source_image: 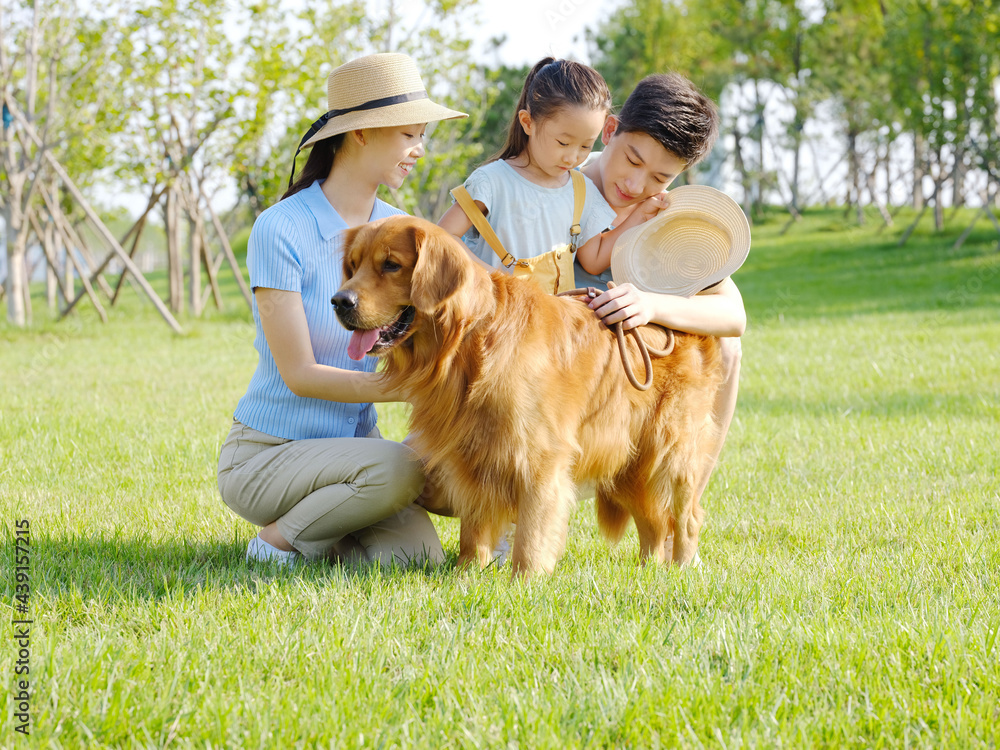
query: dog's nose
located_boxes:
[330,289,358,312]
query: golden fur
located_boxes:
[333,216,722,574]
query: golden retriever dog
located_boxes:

----------

Request
Please recast the data above as a Markdown table with the columns Row and Line, giving each nonblank line its own numbered row and leaving the pictures out.

Expected answer
| Row | Line |
|---|---|
| 1 | source_image:  |
| 2 | query: dog's nose |
| 3 | located_boxes: |
| 4 | [330,289,358,312] |
| 5 | query: golden fur |
| 6 | located_boxes: |
| 7 | [333,216,722,574] |
| 8 | query: golden retriever dog |
| 9 | located_boxes: |